• [Questions]
[1] List the engagement figures that the fact-check below, about the Doc Willie barley grass ad, gives for the post.
[2] Pick up the fact-check below, about the altered Doc Willie barley grass ad, after its last sentence and continue it.

• [Quoted passage]
Start of Block

Claim: Cardiologist and online health personality Dr. Willie Ong, also known as Doc Willie, is endorsing Navitas Barley Grass Powder, a product claimed to detox the body and provide various health benefits.


Why we fact-checked this: The Facebook page that published the post is named “Doc.c WilIiie & Lizza 0ng’s Health Tips.” 

The post shows a photo of Ong and his wife holding the product. As of writing, it has garnered 2,000 likes, 768 comments, and 30 shares.

Altered photo: The Navitas Barley Grass Powder ad used a photo taken by the Philippine News Agency on October 11, 2018. The original photo showed Ong, accompanied by his wife, presenting his certificate of candidacy (COC) for senator in the 2019 midterm elections.

The ad edited the photo, covering Ong’s COC with a box of Navitas Barley Grass Powder to make it seem that Ong and his wife are holding the product.

End of Block

Image-grounded pointing data

Start of Block

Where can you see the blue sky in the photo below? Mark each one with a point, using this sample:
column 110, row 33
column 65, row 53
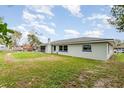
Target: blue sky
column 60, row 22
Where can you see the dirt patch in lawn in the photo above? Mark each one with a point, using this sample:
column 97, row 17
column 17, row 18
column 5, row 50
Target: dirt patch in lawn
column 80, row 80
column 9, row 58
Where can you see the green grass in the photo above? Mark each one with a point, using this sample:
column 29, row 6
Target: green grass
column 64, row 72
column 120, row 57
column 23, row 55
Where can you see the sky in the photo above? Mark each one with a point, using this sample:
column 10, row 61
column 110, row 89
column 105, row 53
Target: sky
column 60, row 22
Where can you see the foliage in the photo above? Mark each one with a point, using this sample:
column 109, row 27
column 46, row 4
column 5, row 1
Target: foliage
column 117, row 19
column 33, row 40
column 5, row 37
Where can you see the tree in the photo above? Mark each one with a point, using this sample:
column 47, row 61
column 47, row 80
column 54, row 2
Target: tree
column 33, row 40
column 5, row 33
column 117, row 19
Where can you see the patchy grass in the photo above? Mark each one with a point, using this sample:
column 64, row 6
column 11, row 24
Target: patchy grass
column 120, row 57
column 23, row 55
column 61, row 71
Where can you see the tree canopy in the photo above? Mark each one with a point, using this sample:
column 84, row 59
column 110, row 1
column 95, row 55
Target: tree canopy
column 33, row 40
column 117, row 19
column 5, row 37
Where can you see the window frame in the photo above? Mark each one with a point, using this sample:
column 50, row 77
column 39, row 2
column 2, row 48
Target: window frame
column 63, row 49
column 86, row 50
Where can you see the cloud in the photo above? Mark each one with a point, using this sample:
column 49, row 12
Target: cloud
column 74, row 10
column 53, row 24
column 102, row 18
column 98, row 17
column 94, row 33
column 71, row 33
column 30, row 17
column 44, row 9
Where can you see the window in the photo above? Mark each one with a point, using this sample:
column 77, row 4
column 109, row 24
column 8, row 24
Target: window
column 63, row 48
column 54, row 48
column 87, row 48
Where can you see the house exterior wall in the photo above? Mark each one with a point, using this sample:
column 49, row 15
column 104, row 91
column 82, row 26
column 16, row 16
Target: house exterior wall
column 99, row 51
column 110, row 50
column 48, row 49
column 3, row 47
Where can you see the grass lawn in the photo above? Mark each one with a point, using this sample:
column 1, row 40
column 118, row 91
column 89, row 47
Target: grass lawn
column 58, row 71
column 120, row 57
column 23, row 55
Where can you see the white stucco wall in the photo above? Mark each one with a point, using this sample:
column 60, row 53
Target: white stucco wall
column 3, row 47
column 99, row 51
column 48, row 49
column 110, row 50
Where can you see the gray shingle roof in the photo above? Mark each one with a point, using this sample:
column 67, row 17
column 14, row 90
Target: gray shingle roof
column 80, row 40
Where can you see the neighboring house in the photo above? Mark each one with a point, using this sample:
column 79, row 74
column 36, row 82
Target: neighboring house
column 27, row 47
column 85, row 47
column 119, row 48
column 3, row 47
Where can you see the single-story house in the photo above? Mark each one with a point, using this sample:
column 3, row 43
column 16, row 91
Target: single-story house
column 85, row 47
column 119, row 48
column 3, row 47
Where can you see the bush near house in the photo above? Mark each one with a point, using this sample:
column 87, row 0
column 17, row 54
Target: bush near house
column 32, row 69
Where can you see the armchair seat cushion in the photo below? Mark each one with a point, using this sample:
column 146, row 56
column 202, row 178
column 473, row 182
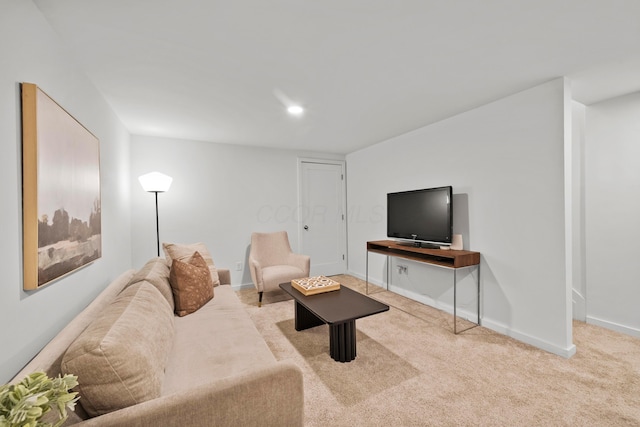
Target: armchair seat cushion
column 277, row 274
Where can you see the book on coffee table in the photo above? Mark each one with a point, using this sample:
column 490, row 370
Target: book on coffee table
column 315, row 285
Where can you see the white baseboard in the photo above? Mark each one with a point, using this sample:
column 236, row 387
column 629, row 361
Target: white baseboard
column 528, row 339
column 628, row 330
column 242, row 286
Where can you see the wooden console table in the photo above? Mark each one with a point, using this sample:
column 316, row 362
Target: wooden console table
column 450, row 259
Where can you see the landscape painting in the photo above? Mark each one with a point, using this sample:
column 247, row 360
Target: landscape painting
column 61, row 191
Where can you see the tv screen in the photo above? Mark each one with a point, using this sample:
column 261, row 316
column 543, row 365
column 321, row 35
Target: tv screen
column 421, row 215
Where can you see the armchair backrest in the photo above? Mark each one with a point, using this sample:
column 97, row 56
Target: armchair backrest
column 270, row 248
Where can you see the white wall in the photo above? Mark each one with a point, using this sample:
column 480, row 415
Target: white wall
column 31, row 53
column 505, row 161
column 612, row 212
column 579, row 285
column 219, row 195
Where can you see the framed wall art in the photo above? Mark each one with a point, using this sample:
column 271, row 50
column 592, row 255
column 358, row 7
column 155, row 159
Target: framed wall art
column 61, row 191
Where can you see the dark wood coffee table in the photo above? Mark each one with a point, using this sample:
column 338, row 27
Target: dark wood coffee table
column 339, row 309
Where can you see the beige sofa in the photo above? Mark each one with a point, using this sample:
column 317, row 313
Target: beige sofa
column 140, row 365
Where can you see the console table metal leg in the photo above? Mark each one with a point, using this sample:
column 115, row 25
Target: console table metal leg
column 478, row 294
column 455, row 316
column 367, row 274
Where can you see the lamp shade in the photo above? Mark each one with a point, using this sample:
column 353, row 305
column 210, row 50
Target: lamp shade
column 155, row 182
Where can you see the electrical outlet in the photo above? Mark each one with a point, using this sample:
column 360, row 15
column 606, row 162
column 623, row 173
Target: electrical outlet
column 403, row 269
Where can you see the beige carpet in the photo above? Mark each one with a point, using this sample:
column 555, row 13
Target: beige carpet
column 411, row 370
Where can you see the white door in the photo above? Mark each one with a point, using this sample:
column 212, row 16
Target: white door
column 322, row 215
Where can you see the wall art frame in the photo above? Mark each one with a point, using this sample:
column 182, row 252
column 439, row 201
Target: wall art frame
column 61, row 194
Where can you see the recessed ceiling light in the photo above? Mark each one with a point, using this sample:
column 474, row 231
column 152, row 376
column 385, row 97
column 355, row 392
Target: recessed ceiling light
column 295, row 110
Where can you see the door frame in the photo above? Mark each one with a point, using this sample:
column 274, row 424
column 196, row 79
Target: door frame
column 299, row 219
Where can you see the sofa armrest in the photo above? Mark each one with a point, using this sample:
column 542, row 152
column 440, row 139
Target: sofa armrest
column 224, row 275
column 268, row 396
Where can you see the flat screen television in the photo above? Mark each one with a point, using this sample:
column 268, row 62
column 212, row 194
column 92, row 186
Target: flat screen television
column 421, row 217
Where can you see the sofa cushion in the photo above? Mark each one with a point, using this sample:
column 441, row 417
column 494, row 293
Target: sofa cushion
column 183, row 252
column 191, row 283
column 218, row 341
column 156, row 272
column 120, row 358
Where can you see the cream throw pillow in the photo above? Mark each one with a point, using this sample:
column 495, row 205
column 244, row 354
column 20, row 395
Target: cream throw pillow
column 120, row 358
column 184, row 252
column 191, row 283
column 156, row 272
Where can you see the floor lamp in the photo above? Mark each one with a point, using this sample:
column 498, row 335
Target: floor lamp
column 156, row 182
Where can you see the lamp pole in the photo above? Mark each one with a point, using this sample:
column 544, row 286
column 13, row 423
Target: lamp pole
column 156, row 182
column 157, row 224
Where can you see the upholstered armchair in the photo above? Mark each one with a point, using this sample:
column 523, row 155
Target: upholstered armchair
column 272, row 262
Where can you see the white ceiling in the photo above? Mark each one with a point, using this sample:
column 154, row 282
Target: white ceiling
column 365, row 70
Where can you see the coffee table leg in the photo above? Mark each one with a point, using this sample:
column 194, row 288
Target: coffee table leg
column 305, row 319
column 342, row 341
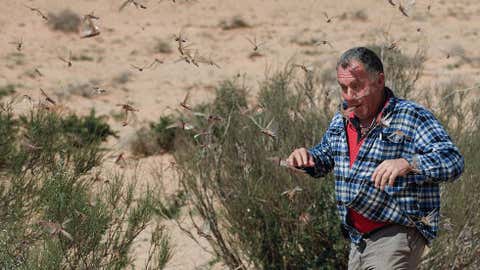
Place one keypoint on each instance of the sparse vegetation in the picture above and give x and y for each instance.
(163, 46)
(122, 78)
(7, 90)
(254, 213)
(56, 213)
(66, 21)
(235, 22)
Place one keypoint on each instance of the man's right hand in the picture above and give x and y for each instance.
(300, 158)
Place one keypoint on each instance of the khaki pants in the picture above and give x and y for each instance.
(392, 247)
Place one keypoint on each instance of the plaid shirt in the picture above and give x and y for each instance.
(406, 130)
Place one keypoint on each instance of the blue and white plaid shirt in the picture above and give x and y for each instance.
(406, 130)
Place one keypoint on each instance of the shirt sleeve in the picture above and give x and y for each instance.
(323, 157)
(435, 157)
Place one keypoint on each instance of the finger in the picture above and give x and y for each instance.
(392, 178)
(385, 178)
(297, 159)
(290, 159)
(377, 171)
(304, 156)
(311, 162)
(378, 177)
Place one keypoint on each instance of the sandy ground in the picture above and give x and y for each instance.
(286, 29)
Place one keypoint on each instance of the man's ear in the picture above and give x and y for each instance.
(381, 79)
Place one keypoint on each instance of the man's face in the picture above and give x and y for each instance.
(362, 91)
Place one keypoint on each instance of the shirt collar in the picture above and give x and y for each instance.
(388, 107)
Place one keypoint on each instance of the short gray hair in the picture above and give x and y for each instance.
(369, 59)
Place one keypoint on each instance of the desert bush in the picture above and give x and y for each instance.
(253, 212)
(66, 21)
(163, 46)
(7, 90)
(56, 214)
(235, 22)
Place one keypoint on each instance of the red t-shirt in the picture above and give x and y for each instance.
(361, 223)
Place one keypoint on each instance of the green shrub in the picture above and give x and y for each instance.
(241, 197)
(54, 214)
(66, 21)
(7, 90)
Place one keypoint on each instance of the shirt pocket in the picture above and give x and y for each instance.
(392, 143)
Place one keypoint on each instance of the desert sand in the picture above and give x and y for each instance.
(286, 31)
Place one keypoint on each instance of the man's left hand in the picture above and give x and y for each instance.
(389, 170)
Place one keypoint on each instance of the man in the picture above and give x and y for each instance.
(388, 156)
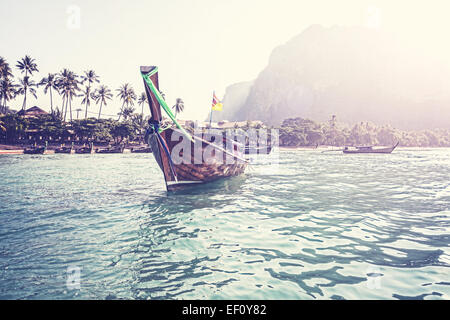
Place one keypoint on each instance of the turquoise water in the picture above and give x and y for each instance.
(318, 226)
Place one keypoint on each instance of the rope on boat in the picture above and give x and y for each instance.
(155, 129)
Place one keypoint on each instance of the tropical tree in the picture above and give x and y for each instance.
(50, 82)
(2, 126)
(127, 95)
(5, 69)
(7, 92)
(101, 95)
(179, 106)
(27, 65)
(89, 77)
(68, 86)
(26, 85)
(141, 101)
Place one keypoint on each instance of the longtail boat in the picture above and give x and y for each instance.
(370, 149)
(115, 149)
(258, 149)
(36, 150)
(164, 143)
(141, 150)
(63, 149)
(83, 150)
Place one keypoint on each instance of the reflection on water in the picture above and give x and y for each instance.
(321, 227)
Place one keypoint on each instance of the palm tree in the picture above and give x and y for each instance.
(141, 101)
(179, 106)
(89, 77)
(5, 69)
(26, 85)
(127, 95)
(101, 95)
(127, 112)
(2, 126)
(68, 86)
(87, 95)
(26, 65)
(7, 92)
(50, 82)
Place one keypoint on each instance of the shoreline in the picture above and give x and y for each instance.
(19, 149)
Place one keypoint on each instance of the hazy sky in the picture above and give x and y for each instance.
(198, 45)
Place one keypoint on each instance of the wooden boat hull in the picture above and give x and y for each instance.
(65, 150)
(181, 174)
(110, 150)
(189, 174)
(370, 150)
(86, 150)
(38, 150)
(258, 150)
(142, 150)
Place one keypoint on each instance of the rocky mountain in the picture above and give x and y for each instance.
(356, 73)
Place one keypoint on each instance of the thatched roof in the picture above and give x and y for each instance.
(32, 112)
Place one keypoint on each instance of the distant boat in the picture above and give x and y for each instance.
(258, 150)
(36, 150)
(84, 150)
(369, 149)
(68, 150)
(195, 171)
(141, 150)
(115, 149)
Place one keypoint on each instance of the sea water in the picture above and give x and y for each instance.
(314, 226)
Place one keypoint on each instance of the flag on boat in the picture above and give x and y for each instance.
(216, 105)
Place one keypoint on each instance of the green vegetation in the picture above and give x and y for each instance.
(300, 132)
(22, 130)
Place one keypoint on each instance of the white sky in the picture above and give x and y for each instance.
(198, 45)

End of Block

• [Answers by item number]
[1]
2,000 likes
768 comments
30 shares

[2]
Ong not endorsing Navitas: Ong told Rappler in an email that he doesn’t endorse the product. The health personality, known for sharing health tips online, added that he and his wife only support Birch Tree Advance, a nutritional milk for seniors made by Century Pacific Foods.

“We don’t endorse Navitas Barley or any other products,” Ong said.

Not FDA registered: Barley Grass Powder from the brand Navitas Organics is not on the Philippine Food and Drug Administration list of approved food products.

Previous false claims: The same brand has also used the image of Cardinal Luis Antonio Tagle in an ad that uses the same tactic.

Rappler has fact-checked similar claims about products using Ong in false endorsements:

– Lorenz Pasion/Rappler.com

Keep us aware of suspicious Facebook pages, groups, accounts, websites, articles, or photos in your network by contacting us at factcheck@rappler.com.

You may also report dubious claims to #FactsFirstPH tipline by messaging Rappler on Facebook or Newsbreak via Twitter direct message. You may also report through our Viber fact check chatbot. Let us battle disinformation one Fact Check at a time.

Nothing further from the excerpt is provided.